--- Task ---
Can you render every line of the records below as a JSON list of strings, one string per line, with blank lines left out?

Location identification records:

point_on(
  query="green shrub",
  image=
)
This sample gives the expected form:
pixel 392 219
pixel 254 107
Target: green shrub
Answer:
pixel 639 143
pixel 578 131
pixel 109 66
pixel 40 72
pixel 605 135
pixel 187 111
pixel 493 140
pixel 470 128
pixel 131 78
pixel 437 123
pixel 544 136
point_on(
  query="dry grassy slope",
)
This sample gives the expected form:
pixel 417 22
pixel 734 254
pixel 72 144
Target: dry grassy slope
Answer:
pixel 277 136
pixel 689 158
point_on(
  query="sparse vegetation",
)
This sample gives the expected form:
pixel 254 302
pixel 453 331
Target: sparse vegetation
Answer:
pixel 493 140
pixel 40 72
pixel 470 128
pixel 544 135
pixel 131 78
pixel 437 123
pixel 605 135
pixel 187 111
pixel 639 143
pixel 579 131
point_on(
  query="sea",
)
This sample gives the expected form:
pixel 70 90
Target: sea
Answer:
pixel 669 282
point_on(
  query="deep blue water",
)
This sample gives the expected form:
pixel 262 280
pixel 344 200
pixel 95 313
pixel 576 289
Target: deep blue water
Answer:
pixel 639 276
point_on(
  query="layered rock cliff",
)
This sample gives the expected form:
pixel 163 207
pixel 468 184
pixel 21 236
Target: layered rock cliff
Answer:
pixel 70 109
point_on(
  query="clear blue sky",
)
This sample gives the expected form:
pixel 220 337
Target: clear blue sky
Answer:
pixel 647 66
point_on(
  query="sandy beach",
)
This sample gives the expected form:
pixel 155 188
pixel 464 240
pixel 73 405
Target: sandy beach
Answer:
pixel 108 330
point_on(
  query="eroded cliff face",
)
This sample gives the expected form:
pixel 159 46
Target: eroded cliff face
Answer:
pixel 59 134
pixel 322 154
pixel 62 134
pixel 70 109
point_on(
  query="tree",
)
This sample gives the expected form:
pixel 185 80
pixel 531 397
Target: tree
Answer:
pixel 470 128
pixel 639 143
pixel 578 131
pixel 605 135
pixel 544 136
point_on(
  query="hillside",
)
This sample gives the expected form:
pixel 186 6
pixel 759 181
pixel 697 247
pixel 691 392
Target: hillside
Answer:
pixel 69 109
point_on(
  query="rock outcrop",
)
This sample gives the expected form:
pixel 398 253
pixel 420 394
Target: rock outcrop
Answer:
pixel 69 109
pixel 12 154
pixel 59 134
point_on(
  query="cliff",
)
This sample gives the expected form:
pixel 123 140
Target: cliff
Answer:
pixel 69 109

--- Complete output ---
[
  "point_on(",
  "  query=\"green shrub\",",
  "  image=",
  ")",
  "This sample gives the expected form:",
  "pixel 392 219",
  "pixel 254 107",
  "Target: green shrub",
  "Answer:",
  "pixel 639 143",
  "pixel 578 131",
  "pixel 109 66",
  "pixel 40 72",
  "pixel 605 135",
  "pixel 187 111",
  "pixel 493 140",
  "pixel 470 128",
  "pixel 131 78",
  "pixel 437 123",
  "pixel 544 136",
  "point_on(",
  "  query=\"dry grassy slope\",",
  ")",
  "This sample gives the expected form:",
  "pixel 417 22",
  "pixel 734 254",
  "pixel 72 144",
  "Target: dry grassy slope",
  "Answer:",
  "pixel 277 136",
  "pixel 689 158",
  "point_on(",
  "  query=\"sparse vegetation\",",
  ")",
  "This sample gives the expected form:",
  "pixel 254 302",
  "pixel 453 331",
  "Target: sparse vegetation",
  "Answer:",
  "pixel 493 140",
  "pixel 40 72",
  "pixel 470 128",
  "pixel 544 135",
  "pixel 131 78",
  "pixel 437 123",
  "pixel 605 135",
  "pixel 187 111",
  "pixel 639 143",
  "pixel 579 131",
  "point_on(",
  "  query=\"sea\",",
  ")",
  "This sample gives the expected form:",
  "pixel 70 90",
  "Target: sea",
  "Answer:",
  "pixel 669 282",
  "point_on(",
  "  query=\"deep blue water\",",
  ")",
  "This sample gives the expected form:",
  "pixel 262 280",
  "pixel 344 200",
  "pixel 95 313",
  "pixel 576 289",
  "Target: deep blue water",
  "Answer:",
  "pixel 639 276",
  "point_on(",
  "  query=\"layered rock cliff\",",
  ")",
  "This sample gives the expected form:",
  "pixel 163 207",
  "pixel 468 184",
  "pixel 21 236",
  "Target: layered rock cliff",
  "Answer:",
  "pixel 70 109",
  "point_on(",
  "  query=\"clear blue sky\",",
  ")",
  "This sample gives the expected form:",
  "pixel 220 337",
  "Target: clear blue sky",
  "Answer:",
  "pixel 647 66",
  "point_on(",
  "  query=\"sandy beach\",",
  ")",
  "This sample gives the expected form:",
  "pixel 155 188",
  "pixel 464 240",
  "pixel 73 405",
  "Target: sandy beach",
  "Answer:",
  "pixel 108 330",
  "point_on(",
  "  query=\"eroded cliff face\",",
  ")",
  "This sample gives the expected form:",
  "pixel 159 46",
  "Target: eroded cliff face",
  "Answer:",
  "pixel 59 134",
  "pixel 322 154",
  "pixel 62 134",
  "pixel 70 109",
  "point_on(",
  "  query=\"tree\",",
  ")",
  "This sample gives the expected form:",
  "pixel 185 80",
  "pixel 531 397",
  "Target: tree",
  "Answer:",
  "pixel 470 128",
  "pixel 639 143",
  "pixel 578 131",
  "pixel 605 135",
  "pixel 544 136",
  "point_on(",
  "  query=\"hillside\",",
  ")",
  "This sample gives the expected form:",
  "pixel 186 6",
  "pixel 759 181",
  "pixel 697 247",
  "pixel 691 392",
  "Target: hillside",
  "Answer:",
  "pixel 69 109",
  "point_on(",
  "  query=\"rock outcrop\",",
  ")",
  "This sample gives the expected form:",
  "pixel 398 253",
  "pixel 420 394",
  "Target: rock outcrop",
  "Answer:",
  "pixel 69 109",
  "pixel 12 154",
  "pixel 59 134",
  "point_on(",
  "  query=\"cliff\",",
  ")",
  "This sample gives the expected form:",
  "pixel 123 140",
  "Target: cliff",
  "Answer:",
  "pixel 69 109"
]